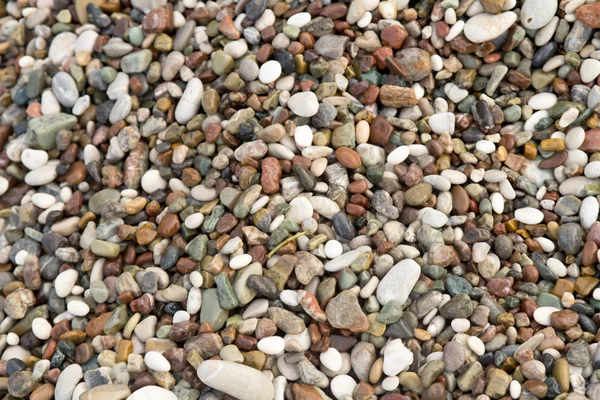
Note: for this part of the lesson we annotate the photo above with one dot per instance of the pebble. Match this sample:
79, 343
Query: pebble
383, 198
156, 362
232, 379
485, 27
304, 104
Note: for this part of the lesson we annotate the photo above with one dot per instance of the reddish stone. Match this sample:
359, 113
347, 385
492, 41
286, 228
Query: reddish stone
592, 140
589, 14
393, 36
381, 130
271, 175
156, 21
564, 319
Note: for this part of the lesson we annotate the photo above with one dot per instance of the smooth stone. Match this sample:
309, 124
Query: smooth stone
396, 357
304, 104
68, 379
485, 27
190, 101
232, 379
542, 315
535, 14
152, 392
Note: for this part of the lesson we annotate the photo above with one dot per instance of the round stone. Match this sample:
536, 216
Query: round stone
269, 72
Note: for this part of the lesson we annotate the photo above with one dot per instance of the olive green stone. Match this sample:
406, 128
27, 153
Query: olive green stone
37, 83
418, 194
234, 83
41, 131
108, 74
99, 199
136, 36
541, 79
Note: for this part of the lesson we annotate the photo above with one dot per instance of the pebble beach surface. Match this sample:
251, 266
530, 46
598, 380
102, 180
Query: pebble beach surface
323, 200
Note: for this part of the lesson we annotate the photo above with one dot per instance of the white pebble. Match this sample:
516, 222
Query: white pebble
476, 345
269, 72
240, 261
331, 359
41, 328
78, 308
333, 249
271, 345
157, 362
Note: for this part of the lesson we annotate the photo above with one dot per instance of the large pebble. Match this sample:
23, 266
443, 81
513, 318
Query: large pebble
233, 379
485, 27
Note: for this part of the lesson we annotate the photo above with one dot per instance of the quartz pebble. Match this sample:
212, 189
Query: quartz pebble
263, 200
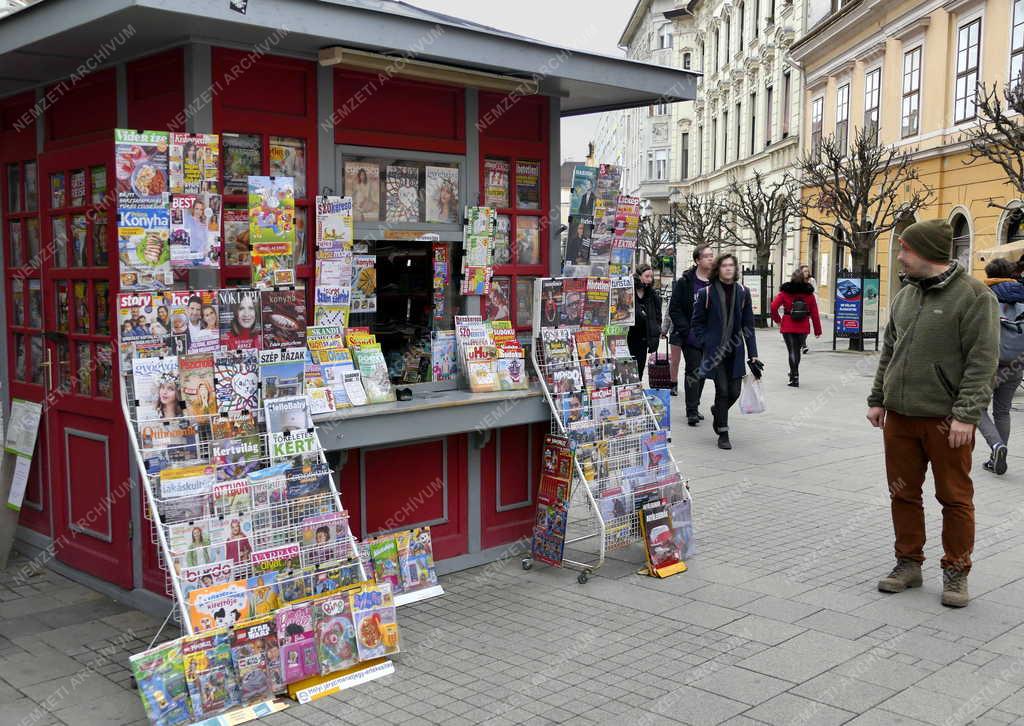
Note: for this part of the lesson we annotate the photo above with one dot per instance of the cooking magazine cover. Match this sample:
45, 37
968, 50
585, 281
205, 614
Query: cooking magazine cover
284, 317
363, 183
336, 644
402, 200
194, 163
442, 195
255, 654
143, 249
298, 642
198, 388
376, 625
209, 673
141, 168
160, 677
240, 312
236, 378
195, 235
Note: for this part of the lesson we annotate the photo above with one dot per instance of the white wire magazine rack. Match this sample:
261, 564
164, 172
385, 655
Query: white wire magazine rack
614, 468
273, 520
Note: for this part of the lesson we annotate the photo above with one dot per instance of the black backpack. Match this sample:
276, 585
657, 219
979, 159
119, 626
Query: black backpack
799, 310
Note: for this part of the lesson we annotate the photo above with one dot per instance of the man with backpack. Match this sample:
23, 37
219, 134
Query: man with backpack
1010, 293
800, 308
940, 350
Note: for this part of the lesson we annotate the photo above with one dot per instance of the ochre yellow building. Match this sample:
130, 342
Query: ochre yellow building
912, 69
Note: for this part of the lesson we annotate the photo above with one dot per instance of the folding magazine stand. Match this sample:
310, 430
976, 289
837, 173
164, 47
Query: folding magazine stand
604, 465
274, 523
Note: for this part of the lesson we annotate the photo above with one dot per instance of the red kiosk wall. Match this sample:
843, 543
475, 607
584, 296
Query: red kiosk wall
17, 145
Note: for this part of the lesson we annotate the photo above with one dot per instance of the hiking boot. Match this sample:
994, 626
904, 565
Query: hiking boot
905, 574
954, 588
999, 459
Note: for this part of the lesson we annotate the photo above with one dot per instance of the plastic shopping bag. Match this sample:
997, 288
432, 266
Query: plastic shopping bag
752, 396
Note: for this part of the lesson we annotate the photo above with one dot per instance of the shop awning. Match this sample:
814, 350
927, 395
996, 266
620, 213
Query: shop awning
52, 39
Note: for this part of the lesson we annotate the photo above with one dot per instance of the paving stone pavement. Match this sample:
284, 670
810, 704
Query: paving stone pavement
777, 621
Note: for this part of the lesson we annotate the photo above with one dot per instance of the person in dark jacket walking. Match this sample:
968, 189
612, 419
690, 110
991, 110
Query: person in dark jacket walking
684, 292
800, 310
995, 428
723, 324
646, 330
940, 349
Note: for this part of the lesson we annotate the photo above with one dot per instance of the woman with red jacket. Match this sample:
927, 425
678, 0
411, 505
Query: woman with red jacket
800, 308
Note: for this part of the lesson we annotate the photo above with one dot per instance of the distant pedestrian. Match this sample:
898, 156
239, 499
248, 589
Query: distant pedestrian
646, 330
799, 310
995, 428
934, 378
684, 292
723, 324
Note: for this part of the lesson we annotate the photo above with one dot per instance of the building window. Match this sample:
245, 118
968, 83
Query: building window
662, 164
741, 14
817, 111
754, 123
699, 151
1017, 42
843, 117
725, 137
665, 37
786, 103
872, 98
910, 117
968, 50
684, 155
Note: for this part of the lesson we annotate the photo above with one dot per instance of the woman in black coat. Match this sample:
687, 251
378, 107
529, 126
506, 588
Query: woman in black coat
723, 324
646, 331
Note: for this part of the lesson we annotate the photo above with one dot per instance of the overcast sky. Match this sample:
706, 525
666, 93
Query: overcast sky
552, 22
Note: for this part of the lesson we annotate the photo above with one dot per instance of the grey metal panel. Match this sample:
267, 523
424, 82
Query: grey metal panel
429, 423
50, 40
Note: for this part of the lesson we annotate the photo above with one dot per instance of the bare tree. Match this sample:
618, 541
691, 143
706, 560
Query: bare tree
854, 195
700, 219
998, 134
764, 209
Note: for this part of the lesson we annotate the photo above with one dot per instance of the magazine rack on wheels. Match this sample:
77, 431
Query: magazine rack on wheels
593, 479
285, 527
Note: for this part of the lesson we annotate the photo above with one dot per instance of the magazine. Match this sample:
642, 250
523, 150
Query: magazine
194, 163
416, 559
402, 184
143, 249
373, 369
376, 624
336, 644
255, 654
160, 677
243, 158
284, 316
237, 250
198, 388
384, 551
496, 183
195, 230
442, 195
141, 168
237, 383
240, 318
363, 184
297, 641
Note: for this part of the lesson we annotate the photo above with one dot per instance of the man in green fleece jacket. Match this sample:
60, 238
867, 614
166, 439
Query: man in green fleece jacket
935, 377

------------------------------------

- [Task instructions]: Reproduce all of the entries above verbatim, omitting the pictures.

- [In response]:
Note: for this part of the lesson we annotate the photo above with one dot per instance of the pebble. Match this sample:
79, 343
Query: pebble
383, 198
156, 362
232, 379
485, 27
304, 104
Note: for this part of the lesson we annotate the photo above with one dot per instance of the reddish stone. Match this sample:
359, 113
347, 385
492, 41
286, 228
Query: reddish stone
592, 140
589, 14
393, 36
381, 130
271, 175
156, 21
564, 319
Note: for this part of the lesson we annotate the photo above with one dot per instance of the smooth stone. Match this sample:
309, 124
Query: smooth stone
396, 357
304, 104
68, 379
485, 27
190, 101
232, 379
542, 315
535, 14
152, 392
Note: for this part of the lesson we annotate the photo above with one dot per instance of the round stone. Match this sample:
536, 216
Query: round stone
269, 72
Note: for this part of the lesson we annotate the photo above with one dot per instance of the olive green stone. Match this sample:
406, 128
27, 153
Query: olive green stone
37, 83
418, 194
234, 83
41, 131
108, 74
99, 199
136, 36
541, 79
Note: for this part of the lesson we annotate the photo above with one dot per instance of the pebble beach surface. Match this sample:
251, 266
530, 46
598, 380
102, 180
Query: pebble beach surface
323, 200
Note: for this part of the lesson we annotate the photo above with one dot per instance of the white pebble. Match this sample:
516, 222
Query: white pebble
476, 345
269, 72
240, 261
331, 359
41, 328
78, 308
333, 249
271, 345
157, 362
Note: for this part of the lesson we annotate the photo above with one dot per instance of the large pebble. Match this sample:
23, 266
443, 81
513, 318
Query: large pebble
233, 379
485, 27
Note: for this part of the lesson we annotate the photo above with one dot per instance of the quartz pebble. Match this sample:
212, 189
Query: quartz pebble
263, 200
Note: for this part of the lesson we annotate the photo above with one dot per instance of the cooking magazine cover. Match this sample:
45, 37
968, 50
585, 281
205, 614
Query: cooking magazine cover
284, 317
363, 183
336, 644
402, 200
194, 163
442, 195
255, 654
143, 249
298, 642
198, 388
376, 625
209, 673
141, 168
160, 677
240, 312
236, 378
195, 235
Note: for this part of the lesson we annotate the photo above with one dot per instance of the white wire magazine rack. Match this sample:
261, 564
164, 172
385, 655
Query: white wire magazine rack
614, 468
273, 520
Note: for this part of the lesson we annotate the photo above with one dot per instance of the black backpack. Match this sample:
276, 585
657, 219
979, 159
119, 626
Query: black backpack
799, 310
Note: for this part of the lesson we annotate the photo above with one dot per instance of the man with backpack. Match this sample:
23, 37
219, 134
Query: man with backpack
1010, 293
800, 308
940, 350
Note: for this part of the lesson we annotate the photo above with one dot per instance of the ochre yellow building. Match this sample:
130, 342
Query: ochre yellow building
912, 69
Note: for this part of the lesson we annotate the photo above with one dot per instance of the folding magazine stand. Match this sample:
310, 430
976, 289
837, 173
164, 47
Query: folding magazine stand
604, 465
274, 523
Note: for this part of the lesson we annotate the photo above with one dot per instance of the red kiosk wall. Match this sample:
843, 543
475, 607
584, 296
Query: red kiosk wall
17, 145
Note: for this part of the lesson we annotate the photo above with one dot per instance of the hiking boot. Match this sample:
994, 626
904, 565
Query: hiking boot
905, 574
954, 588
999, 459
Note: for this part of the lesson we annotate the photo above with one dot per instance of the plastic shopping bag. Match this sample:
997, 288
432, 266
Query: plastic shopping bag
752, 396
Note: for this part of the lesson we annotate the photo above with one dot per instance of the shop awning. Match this sample:
814, 350
927, 395
996, 266
620, 213
Query: shop awning
52, 39
Note: for this part of the lesson we annotate the photo above with one dot per instance of the paving stone pavement. Match this sample:
284, 670
810, 704
Query: paving stone pavement
777, 621
Note: for this part of the lesson we annotate the photo above with one dot per instance of the person in dark jacket walking. Match this sample:
968, 189
612, 419
690, 110
991, 110
Query: person in dark jacket walking
684, 292
800, 310
995, 428
723, 324
646, 330
940, 349
Note: for this part of the lesson we annotate the photo above with one dot per instance of the woman with red jacket. Match this sample:
927, 425
678, 0
411, 505
Query: woman with red jacket
800, 308
Note: for this part of the lesson we annotate the photo above with one dot per instance of the distant pedestrian. Match this sample:
898, 156
239, 499
248, 589
Query: distant pedestrian
646, 330
799, 310
995, 428
934, 378
684, 292
723, 324
Note: for this part of the lesson we annotate the photo above with one dot per instance of the building window. Match this sample:
245, 118
968, 83
Query: building window
662, 164
741, 14
817, 111
754, 123
699, 151
1017, 42
843, 117
725, 137
665, 37
786, 103
872, 98
910, 117
968, 50
684, 155
Note: for this part of the lesson we annotate the photo above with one dot per instance of the woman in black coat. Match this sample:
687, 251
378, 107
529, 126
506, 588
Query: woman in black coat
723, 324
646, 331
Note: for this part of the lesson we annotate the photo above with one dot per instance of the overcast sky. Match this sample:
706, 525
666, 93
Query: overcast sky
552, 22
Note: for this part of the lesson we annotate the photo above with one dot per instance of the grey metal panel. Match this sample:
267, 523
424, 82
Query: grey metal panel
429, 423
50, 40
Note: for this part of the lesson we annotate the photo above with one dot per instance of the bare tree. Match this sample:
618, 541
691, 143
706, 560
Query: bare tree
854, 195
700, 219
998, 134
764, 209
Note: for this part of the lesson we annotate the photo above with one dot per instance of the magazine rack on wheels. Match this sample:
77, 431
Query: magazine rack on wheels
593, 479
285, 527
Note: for this part of the lesson we annotate the photo above with one dot per instance of the magazine. Match this sample:
642, 250
523, 150
Query: magazine
194, 163
416, 559
402, 184
143, 249
373, 369
376, 624
336, 644
255, 654
160, 677
243, 158
284, 316
237, 250
198, 388
384, 551
496, 183
195, 230
442, 195
141, 168
237, 383
240, 318
363, 184
297, 641
Note: for this part of the lesson we annotate the photo above with one dot per instance of the man in green fleece jacket. Match this sample:
60, 238
867, 614
166, 439
Query: man in green fleece jacket
935, 377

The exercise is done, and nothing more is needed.